WORK INSTRUCTIONS: The answer must be a single number: the count of lines in the records below that contain the word "does".

Stored data entries
****
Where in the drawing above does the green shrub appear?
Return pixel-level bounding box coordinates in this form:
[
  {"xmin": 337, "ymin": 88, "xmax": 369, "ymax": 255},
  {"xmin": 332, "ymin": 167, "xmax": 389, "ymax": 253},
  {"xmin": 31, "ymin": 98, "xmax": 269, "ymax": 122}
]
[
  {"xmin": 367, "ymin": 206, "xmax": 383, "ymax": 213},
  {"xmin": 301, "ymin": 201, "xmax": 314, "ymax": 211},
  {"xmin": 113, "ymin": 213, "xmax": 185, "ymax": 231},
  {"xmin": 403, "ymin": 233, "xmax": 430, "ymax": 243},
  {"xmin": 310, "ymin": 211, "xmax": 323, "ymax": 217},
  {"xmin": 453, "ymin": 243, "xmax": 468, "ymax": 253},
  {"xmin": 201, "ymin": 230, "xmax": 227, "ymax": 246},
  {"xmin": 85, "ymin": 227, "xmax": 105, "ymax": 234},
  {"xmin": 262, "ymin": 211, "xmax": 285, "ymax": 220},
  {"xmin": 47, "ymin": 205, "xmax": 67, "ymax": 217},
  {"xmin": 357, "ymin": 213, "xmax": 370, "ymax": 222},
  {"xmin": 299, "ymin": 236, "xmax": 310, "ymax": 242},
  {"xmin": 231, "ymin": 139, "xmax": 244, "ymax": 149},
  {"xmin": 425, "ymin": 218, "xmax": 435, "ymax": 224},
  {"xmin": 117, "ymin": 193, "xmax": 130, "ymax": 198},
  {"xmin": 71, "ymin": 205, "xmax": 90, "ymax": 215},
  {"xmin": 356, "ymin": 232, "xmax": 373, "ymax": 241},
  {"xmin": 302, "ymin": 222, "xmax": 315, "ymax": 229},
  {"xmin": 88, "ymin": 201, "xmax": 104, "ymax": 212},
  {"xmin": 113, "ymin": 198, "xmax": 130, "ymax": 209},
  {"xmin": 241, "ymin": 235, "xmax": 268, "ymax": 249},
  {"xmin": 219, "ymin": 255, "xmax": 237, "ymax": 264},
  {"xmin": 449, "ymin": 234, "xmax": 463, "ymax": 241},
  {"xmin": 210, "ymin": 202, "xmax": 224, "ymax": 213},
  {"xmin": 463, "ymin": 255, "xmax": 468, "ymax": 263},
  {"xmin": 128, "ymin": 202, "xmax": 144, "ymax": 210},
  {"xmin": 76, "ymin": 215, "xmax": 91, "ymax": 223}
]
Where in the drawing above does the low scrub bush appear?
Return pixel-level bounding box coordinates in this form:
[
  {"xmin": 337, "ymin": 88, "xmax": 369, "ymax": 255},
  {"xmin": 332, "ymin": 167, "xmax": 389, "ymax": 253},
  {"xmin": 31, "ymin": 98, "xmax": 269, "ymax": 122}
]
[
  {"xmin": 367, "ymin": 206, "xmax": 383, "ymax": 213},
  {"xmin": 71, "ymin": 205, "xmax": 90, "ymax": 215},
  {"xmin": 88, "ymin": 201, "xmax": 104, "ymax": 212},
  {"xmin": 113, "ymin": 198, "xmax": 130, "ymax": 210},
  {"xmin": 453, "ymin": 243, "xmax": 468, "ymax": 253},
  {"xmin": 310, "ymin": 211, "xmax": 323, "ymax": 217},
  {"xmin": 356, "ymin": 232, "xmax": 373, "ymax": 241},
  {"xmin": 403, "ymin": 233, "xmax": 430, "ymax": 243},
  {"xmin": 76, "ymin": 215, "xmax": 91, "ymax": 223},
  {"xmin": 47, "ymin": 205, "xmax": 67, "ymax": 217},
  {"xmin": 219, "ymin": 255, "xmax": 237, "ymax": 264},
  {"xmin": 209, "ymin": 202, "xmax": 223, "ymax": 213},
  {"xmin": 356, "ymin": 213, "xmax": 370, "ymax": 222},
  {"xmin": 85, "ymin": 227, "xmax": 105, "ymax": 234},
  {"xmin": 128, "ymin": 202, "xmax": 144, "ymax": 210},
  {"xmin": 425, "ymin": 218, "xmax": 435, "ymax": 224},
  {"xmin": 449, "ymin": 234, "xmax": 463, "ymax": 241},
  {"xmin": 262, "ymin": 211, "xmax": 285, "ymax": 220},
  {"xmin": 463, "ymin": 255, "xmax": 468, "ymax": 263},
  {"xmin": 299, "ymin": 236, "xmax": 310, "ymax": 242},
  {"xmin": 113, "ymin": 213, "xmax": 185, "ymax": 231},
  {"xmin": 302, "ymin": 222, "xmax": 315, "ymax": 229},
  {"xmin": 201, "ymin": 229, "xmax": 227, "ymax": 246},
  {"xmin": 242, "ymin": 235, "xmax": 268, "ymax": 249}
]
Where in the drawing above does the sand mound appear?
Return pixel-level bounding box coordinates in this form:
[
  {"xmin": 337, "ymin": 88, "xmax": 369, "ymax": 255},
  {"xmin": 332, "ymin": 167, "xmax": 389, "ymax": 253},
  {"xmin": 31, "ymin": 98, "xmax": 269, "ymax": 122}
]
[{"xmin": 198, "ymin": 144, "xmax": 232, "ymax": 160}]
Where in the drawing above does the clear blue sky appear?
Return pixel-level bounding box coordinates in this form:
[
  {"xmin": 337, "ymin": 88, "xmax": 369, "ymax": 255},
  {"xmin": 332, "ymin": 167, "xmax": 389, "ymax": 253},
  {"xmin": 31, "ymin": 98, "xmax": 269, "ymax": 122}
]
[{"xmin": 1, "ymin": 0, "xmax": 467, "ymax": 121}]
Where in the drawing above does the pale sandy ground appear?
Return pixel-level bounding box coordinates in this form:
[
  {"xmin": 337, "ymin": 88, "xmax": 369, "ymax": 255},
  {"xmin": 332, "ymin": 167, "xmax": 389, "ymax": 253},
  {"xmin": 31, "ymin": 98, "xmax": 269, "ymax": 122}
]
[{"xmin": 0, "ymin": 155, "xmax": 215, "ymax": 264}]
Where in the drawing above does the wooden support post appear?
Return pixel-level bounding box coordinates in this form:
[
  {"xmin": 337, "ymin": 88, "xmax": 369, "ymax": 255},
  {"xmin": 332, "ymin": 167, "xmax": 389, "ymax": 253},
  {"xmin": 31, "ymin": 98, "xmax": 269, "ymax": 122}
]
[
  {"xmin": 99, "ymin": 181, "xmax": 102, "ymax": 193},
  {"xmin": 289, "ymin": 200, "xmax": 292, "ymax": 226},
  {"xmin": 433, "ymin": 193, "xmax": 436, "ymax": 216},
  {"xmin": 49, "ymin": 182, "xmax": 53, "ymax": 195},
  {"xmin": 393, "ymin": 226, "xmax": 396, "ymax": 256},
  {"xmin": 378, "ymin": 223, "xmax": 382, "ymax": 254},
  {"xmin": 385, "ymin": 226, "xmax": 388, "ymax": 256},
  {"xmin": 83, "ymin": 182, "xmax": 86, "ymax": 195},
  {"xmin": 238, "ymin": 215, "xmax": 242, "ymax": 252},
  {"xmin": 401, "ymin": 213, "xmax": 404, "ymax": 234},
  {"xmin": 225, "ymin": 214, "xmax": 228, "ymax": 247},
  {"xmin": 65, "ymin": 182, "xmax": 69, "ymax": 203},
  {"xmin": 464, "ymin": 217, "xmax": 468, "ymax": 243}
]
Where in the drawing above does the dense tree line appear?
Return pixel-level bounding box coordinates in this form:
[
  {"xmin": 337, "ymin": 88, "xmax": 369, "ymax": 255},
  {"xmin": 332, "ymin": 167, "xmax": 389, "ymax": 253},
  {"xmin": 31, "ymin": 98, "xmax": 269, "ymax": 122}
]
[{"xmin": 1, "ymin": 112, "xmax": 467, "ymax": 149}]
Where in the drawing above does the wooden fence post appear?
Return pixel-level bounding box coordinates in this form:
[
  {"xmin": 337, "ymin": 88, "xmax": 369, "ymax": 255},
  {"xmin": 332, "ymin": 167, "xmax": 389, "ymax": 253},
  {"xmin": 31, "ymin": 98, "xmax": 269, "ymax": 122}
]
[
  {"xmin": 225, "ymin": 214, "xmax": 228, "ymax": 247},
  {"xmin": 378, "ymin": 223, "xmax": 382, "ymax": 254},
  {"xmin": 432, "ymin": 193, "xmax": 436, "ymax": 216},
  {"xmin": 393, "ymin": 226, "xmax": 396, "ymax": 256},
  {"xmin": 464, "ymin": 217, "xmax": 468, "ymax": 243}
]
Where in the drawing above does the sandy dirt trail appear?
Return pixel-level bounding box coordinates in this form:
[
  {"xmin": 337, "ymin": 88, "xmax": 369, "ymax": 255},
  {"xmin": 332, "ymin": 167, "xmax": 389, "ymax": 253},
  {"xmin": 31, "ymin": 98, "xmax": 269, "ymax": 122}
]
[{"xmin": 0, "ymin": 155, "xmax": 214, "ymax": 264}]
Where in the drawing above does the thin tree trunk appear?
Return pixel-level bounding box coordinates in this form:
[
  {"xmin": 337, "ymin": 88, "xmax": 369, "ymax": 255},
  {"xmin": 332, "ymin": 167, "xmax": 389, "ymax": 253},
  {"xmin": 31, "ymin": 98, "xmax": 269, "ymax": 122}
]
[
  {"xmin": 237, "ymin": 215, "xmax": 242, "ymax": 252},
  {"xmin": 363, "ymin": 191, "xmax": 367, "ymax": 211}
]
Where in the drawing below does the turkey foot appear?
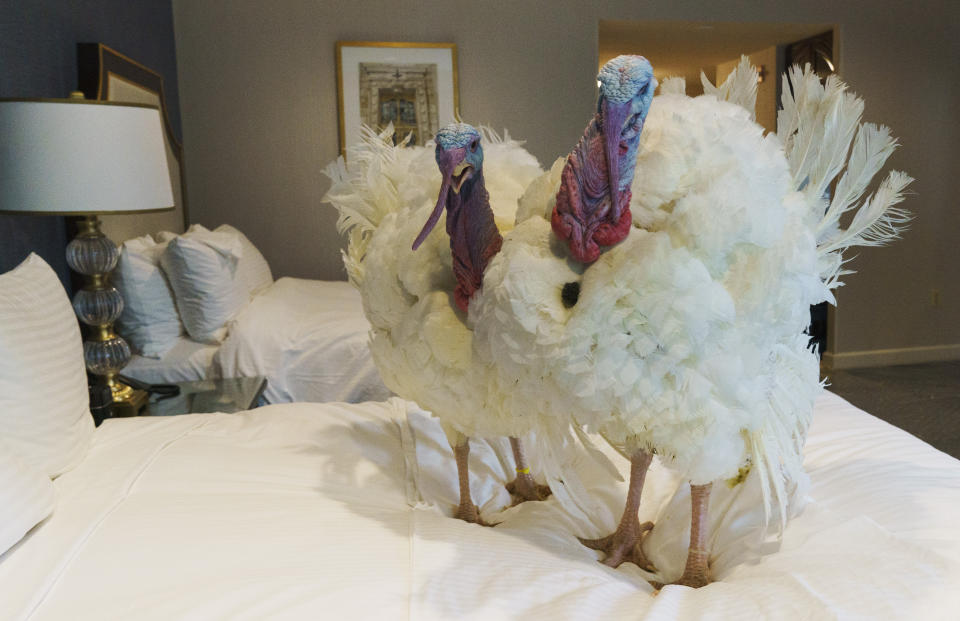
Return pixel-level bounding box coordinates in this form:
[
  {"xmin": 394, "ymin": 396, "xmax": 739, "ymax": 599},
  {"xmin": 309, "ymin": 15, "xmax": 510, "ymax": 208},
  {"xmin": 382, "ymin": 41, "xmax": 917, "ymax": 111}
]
****
RESULT BELOW: 11